Write out the lines that begin at the one containing "Ground paving edge" and end after the one containing "492, 510, 859, 1190", swapping "flip flop" for "slip-on" and leaving everything else the same.

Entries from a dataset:
==*==

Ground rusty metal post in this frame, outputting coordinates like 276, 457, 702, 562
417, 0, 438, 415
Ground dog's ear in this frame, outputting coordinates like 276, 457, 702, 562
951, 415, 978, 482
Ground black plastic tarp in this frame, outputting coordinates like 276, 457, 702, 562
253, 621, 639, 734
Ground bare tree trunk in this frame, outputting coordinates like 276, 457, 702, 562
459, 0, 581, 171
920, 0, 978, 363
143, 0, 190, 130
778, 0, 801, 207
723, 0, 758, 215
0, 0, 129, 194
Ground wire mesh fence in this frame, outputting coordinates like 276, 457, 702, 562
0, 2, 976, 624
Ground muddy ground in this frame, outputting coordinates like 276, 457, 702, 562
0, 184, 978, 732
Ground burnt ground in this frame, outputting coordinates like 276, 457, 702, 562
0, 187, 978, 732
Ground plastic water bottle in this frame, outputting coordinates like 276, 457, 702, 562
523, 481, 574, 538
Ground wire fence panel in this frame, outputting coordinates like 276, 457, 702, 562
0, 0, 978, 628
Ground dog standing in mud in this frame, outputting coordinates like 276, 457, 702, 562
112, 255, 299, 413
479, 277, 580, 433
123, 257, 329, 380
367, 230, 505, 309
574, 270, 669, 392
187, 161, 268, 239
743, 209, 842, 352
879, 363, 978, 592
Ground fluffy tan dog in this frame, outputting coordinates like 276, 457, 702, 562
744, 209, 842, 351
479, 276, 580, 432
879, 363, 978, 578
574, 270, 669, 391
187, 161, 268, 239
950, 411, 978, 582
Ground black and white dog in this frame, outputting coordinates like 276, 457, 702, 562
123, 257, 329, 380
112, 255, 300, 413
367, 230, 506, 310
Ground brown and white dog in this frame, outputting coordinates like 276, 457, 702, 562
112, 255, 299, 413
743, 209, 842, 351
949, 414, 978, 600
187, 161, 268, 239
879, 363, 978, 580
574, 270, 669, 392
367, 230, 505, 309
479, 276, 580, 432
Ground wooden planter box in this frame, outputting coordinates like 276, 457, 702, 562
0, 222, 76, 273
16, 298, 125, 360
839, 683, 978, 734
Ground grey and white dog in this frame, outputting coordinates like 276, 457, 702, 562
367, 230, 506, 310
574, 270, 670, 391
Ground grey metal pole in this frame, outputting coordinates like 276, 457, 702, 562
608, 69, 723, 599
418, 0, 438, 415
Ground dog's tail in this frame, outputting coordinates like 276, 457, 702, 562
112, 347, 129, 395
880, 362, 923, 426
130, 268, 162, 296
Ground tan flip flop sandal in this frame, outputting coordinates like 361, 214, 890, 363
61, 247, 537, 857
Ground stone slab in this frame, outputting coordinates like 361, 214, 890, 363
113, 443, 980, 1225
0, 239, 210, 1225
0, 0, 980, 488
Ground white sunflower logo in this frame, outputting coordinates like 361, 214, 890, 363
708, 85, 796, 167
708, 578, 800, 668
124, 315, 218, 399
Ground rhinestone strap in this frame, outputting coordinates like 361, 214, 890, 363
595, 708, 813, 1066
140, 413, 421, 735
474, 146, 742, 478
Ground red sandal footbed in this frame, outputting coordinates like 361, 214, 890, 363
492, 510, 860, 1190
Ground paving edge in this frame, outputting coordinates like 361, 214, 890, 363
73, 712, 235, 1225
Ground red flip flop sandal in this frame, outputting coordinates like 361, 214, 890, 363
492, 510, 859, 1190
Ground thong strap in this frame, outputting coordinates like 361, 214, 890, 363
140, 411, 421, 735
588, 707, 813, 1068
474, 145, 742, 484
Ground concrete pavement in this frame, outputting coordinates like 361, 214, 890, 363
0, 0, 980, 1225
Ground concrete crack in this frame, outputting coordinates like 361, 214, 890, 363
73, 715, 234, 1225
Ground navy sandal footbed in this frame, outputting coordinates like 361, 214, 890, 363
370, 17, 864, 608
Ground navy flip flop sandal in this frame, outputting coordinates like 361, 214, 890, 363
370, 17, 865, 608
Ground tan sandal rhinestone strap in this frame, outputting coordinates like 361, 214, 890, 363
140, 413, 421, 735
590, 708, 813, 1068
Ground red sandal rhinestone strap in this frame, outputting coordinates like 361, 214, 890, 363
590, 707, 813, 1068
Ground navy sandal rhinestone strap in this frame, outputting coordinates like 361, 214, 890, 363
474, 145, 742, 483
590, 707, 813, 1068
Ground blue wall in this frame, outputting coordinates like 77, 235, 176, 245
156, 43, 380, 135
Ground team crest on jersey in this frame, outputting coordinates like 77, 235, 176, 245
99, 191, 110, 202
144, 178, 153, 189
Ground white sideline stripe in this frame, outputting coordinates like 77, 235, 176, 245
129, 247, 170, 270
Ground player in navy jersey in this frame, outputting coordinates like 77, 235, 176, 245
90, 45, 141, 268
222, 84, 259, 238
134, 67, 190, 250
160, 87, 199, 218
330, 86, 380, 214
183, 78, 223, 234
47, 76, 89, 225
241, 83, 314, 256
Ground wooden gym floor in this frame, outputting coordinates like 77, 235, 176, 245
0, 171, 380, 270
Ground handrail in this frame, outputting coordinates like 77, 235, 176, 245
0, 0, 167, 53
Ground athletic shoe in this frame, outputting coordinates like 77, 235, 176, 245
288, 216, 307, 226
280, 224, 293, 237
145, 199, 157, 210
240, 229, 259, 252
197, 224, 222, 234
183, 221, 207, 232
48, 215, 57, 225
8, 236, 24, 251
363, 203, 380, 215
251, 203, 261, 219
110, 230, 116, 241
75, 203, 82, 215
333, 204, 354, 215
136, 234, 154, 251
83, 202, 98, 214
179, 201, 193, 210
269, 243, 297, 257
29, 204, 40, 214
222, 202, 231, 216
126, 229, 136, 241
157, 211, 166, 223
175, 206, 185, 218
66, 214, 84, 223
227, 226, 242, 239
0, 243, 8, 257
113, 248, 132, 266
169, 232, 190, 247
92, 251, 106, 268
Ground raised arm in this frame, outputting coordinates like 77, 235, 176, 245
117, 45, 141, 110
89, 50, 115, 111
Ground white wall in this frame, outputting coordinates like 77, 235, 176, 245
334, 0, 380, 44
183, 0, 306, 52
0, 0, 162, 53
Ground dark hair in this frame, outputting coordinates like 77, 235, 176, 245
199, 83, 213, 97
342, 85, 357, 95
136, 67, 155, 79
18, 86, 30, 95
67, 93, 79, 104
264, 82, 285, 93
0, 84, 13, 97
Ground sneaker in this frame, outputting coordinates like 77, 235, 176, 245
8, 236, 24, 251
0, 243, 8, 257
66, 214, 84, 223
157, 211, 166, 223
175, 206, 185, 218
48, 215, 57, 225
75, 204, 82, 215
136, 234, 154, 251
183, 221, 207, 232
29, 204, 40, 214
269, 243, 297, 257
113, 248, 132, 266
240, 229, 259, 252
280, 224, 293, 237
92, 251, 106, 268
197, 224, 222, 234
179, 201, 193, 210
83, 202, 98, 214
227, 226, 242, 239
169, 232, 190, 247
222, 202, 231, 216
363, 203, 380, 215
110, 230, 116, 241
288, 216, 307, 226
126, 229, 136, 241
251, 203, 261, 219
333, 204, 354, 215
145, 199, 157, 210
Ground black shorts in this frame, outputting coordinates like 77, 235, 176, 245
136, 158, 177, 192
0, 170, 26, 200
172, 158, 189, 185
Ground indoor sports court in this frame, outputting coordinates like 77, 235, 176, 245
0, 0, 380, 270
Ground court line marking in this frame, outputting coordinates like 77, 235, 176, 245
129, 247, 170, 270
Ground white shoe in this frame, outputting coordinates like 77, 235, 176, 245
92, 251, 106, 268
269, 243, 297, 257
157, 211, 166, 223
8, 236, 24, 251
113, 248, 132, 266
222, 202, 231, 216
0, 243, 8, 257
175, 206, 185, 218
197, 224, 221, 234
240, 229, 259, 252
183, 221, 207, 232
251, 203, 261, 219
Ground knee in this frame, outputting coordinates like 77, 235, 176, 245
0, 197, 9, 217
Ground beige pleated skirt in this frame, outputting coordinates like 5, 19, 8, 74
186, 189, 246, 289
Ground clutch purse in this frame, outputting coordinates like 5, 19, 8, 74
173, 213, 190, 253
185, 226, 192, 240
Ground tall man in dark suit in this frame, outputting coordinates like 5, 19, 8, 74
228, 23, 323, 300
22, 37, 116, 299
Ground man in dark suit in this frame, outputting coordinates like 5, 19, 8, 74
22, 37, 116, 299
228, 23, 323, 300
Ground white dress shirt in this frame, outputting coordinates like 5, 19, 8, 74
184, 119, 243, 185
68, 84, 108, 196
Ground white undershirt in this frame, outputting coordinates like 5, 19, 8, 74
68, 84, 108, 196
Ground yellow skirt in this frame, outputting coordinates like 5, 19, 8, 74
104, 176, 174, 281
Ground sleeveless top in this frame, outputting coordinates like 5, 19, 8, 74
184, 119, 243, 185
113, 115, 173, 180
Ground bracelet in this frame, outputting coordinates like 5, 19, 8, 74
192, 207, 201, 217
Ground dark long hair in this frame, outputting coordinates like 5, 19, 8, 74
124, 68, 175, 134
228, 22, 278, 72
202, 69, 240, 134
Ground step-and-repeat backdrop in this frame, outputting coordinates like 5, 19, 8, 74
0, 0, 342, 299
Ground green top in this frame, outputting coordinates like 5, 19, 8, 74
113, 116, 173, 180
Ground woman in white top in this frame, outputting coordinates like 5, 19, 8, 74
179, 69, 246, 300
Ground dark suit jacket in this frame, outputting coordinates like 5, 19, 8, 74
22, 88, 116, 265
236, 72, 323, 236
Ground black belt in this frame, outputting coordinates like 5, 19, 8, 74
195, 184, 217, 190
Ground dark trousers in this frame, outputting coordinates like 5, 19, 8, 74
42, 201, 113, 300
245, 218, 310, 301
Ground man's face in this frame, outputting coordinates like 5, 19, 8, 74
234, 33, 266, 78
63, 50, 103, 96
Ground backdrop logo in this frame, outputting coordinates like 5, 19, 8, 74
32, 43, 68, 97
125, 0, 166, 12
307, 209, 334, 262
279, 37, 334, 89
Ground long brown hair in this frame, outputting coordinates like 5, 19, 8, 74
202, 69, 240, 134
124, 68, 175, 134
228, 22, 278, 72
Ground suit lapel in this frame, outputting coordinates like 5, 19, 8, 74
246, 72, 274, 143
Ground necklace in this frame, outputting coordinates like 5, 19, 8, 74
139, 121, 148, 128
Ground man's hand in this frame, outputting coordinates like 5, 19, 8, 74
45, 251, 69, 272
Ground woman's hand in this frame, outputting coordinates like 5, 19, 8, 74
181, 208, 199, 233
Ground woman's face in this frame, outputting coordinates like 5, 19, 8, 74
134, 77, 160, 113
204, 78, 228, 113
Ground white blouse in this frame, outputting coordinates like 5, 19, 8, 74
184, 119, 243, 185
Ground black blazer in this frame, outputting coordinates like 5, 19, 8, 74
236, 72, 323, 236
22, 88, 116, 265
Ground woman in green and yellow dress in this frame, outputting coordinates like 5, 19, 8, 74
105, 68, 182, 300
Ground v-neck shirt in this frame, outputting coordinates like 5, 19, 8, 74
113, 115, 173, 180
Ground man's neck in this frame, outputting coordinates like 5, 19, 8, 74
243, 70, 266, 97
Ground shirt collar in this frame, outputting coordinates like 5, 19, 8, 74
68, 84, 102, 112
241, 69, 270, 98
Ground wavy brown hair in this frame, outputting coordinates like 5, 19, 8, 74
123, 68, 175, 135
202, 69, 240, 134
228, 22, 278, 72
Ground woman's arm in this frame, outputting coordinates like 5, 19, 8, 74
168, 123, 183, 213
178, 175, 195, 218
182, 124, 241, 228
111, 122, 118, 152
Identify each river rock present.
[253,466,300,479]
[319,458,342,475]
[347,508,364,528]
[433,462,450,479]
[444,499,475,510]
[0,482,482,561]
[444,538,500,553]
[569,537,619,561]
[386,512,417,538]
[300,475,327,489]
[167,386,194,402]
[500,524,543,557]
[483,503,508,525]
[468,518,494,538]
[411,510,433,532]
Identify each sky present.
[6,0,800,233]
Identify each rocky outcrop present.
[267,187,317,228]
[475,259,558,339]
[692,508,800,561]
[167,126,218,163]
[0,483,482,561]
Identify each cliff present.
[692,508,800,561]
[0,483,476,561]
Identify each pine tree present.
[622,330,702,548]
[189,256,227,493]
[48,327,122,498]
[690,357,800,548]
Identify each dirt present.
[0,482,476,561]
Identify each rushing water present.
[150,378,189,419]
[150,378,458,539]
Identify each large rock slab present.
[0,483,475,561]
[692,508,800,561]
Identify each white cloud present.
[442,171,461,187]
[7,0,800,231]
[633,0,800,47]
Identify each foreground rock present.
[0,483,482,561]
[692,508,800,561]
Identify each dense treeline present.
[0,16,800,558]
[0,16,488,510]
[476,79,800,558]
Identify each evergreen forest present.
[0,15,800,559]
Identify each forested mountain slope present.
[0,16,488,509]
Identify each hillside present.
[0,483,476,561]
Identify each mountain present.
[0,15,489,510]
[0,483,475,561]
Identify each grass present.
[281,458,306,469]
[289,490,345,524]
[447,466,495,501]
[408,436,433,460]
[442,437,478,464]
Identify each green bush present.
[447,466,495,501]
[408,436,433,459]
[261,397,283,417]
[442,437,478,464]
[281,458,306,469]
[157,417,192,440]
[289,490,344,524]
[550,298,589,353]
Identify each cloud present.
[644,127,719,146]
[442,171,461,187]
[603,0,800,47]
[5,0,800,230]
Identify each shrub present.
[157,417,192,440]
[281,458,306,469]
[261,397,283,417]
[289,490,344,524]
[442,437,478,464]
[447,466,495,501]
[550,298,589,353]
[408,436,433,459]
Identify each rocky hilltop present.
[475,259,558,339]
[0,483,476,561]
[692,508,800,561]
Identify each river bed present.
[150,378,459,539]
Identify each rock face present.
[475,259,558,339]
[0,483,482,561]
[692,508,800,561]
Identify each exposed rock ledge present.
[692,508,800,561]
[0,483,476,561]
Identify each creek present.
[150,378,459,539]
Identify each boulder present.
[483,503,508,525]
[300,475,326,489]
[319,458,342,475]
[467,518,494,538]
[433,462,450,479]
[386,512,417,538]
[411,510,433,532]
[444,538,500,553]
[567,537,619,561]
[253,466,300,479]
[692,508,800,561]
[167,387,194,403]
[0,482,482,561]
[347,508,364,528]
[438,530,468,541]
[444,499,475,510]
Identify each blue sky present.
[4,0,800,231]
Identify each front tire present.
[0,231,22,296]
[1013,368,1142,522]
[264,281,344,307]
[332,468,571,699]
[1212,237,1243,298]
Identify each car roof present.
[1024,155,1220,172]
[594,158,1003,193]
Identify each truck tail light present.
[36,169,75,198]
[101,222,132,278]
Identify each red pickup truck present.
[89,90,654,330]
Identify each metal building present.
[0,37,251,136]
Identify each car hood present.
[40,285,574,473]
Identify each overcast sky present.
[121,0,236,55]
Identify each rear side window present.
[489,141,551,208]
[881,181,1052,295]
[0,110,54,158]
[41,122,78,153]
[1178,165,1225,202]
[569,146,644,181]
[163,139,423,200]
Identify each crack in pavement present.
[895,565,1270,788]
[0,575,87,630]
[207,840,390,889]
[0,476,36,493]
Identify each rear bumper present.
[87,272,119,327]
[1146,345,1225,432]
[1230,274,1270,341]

==*==

**Task result**
Ground paving edge in this frame, outputting coordinates like 361, 214, 890, 363
73, 712, 235, 1225
Ground red slip-on sandal in this frame, outputting coordinates like 361, 214, 890, 363
492, 510, 859, 1190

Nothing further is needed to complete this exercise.